» THE PROBLEM: The lines of the records that include "woman" should all be copied.

====== SUPPLIED RECORDS ======

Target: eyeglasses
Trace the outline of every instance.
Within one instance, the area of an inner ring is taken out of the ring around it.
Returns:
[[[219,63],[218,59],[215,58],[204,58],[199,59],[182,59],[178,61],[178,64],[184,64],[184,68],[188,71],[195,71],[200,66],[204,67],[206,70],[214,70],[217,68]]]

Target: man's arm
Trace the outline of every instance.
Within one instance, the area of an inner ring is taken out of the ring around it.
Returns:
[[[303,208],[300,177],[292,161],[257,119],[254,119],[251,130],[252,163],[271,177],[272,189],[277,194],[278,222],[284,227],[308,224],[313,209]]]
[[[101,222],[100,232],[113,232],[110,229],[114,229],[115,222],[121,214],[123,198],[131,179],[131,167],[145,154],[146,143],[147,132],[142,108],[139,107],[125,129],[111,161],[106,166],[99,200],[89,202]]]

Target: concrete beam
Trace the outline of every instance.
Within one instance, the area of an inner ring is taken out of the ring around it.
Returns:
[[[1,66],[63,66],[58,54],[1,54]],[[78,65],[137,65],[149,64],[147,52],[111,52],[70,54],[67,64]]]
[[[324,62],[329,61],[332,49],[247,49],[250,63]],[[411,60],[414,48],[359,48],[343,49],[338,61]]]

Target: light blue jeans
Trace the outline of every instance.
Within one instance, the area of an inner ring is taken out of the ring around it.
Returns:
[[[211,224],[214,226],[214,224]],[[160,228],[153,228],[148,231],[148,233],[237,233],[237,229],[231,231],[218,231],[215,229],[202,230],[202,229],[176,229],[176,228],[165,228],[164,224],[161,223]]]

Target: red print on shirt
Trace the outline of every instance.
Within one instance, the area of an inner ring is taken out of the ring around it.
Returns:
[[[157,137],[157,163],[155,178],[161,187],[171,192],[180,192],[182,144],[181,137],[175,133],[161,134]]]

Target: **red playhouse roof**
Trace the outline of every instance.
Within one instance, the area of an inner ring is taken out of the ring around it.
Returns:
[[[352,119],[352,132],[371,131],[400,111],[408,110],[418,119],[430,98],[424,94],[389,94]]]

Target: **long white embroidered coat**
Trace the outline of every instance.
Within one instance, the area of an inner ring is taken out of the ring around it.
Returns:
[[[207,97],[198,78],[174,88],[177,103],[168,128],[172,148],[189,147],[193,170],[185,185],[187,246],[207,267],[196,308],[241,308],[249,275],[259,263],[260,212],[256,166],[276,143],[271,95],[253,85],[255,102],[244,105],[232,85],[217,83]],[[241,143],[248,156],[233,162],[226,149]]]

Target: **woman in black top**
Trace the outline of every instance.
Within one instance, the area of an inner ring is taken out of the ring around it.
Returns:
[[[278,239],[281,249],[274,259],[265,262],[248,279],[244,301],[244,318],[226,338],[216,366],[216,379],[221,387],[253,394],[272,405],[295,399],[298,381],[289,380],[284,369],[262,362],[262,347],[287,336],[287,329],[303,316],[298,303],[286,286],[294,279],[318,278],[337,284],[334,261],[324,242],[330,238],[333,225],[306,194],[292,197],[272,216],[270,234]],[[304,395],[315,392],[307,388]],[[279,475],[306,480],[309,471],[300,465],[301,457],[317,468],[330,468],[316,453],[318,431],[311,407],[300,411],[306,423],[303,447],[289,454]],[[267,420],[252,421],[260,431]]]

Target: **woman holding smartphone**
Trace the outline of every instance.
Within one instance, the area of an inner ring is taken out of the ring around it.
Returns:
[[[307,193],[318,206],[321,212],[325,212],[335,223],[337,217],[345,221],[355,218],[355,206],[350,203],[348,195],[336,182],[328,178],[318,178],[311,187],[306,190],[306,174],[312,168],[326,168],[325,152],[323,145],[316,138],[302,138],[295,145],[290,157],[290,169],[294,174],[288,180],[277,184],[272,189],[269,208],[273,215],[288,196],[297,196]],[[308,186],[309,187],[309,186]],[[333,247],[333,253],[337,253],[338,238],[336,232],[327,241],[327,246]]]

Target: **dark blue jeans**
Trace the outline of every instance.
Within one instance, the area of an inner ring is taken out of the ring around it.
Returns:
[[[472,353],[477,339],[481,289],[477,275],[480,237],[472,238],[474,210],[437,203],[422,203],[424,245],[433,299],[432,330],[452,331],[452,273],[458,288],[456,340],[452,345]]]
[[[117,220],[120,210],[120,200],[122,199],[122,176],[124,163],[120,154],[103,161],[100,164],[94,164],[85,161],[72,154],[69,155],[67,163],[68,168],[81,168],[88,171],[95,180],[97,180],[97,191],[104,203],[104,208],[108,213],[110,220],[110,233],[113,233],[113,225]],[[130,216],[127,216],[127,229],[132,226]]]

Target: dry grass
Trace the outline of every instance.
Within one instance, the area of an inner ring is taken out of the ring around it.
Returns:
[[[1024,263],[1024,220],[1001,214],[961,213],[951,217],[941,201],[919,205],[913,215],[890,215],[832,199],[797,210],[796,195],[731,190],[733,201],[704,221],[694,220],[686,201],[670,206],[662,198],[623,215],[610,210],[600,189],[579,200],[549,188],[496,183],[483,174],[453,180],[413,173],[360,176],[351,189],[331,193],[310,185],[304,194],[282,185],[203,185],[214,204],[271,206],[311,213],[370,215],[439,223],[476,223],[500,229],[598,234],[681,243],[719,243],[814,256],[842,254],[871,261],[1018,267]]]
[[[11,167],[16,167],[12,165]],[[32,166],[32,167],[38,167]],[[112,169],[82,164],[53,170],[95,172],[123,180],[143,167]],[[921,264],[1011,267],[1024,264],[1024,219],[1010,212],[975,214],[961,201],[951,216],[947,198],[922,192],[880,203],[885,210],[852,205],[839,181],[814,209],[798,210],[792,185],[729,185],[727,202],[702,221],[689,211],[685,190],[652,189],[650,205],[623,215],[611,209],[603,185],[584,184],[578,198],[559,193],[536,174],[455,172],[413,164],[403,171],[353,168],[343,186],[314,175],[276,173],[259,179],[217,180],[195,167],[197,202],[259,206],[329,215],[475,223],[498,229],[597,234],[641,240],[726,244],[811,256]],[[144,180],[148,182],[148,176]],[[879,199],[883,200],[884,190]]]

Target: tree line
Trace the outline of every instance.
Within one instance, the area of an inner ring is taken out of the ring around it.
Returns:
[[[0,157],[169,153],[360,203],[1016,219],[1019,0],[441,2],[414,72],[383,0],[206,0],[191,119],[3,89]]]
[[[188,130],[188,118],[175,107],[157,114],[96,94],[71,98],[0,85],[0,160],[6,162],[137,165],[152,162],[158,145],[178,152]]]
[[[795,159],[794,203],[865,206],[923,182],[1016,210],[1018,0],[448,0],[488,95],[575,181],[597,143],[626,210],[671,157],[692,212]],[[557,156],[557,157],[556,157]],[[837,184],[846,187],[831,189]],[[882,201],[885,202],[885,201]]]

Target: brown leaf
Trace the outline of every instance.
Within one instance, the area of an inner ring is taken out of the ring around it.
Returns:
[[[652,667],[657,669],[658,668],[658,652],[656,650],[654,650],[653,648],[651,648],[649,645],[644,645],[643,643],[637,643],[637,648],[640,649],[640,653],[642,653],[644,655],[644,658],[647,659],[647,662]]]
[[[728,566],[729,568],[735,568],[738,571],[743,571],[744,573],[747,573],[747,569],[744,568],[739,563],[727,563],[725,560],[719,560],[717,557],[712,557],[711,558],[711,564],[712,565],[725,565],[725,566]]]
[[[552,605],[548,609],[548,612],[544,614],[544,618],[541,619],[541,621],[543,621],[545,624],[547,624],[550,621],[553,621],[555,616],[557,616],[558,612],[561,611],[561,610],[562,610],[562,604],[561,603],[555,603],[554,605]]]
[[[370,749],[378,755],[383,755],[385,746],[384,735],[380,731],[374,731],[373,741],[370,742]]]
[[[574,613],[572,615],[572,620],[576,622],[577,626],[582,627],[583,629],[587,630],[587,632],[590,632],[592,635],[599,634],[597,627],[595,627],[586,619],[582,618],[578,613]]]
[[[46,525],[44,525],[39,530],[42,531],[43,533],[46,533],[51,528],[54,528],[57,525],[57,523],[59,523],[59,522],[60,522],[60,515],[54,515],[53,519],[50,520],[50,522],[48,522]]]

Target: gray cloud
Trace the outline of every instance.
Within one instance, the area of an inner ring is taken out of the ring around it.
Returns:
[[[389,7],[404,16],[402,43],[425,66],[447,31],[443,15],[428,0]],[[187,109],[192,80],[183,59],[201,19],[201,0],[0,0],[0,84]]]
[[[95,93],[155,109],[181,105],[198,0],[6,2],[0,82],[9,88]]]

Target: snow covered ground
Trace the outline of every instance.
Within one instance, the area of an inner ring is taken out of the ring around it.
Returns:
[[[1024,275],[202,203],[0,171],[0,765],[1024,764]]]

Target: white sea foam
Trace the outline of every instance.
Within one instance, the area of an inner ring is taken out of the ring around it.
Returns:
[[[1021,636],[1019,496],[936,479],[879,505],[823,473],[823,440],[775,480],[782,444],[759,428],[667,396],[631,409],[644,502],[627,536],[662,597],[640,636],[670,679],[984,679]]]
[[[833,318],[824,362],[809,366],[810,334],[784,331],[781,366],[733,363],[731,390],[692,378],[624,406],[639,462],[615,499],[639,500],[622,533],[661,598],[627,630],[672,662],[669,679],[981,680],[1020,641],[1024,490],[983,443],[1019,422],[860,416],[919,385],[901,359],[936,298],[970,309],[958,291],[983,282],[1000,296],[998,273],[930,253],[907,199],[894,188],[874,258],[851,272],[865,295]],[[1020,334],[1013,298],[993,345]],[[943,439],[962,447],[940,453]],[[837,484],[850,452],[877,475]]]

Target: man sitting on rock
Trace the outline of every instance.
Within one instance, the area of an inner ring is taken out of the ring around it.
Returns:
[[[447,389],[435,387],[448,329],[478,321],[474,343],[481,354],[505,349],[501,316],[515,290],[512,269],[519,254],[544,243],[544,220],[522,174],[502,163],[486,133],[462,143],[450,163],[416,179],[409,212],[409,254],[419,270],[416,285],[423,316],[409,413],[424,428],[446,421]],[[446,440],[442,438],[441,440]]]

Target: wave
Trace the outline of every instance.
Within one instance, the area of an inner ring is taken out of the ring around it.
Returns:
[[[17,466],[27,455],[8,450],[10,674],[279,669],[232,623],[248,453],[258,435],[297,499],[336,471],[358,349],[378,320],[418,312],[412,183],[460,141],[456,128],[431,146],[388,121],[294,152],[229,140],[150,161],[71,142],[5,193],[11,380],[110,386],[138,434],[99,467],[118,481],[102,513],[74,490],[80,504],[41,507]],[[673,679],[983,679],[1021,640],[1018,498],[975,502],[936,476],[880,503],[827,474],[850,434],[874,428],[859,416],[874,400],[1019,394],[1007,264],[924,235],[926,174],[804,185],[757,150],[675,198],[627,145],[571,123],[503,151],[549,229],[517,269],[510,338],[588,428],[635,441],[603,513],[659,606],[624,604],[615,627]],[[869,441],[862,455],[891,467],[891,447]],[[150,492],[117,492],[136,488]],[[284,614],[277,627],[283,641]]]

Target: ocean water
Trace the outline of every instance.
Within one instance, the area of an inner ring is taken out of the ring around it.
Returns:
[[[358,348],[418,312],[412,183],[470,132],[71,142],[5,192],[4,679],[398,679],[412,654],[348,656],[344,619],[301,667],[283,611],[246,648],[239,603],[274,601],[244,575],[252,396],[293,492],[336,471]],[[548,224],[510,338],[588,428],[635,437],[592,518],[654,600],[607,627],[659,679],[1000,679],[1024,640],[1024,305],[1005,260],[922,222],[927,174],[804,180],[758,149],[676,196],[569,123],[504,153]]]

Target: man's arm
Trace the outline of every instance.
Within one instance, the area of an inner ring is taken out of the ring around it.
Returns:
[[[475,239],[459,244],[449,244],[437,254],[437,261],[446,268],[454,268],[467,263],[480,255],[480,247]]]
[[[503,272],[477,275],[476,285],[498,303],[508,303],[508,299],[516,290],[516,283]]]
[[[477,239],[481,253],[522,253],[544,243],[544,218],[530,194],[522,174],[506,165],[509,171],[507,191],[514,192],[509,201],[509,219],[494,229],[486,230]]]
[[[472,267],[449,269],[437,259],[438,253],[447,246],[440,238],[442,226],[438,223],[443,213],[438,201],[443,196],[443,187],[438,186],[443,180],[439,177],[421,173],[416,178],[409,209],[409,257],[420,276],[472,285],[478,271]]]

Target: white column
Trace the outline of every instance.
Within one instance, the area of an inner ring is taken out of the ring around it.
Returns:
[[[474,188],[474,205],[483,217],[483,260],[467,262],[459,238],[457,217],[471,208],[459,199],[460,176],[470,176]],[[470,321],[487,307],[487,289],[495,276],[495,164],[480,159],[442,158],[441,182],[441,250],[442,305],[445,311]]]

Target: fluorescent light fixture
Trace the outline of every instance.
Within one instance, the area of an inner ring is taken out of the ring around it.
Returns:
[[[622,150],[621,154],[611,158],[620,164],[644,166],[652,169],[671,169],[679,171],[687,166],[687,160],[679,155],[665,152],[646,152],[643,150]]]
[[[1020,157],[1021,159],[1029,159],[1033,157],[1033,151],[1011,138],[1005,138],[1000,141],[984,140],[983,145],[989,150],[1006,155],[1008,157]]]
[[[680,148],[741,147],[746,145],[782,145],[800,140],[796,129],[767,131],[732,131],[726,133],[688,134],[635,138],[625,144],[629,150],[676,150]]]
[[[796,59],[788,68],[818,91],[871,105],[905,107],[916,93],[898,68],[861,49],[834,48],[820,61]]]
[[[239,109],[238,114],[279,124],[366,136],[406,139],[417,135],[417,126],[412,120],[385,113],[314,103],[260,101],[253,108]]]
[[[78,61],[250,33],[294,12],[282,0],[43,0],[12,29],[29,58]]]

======

» RESULT OF THE TASK:
Target: **woman in black top**
Target: **woman holding smartphone**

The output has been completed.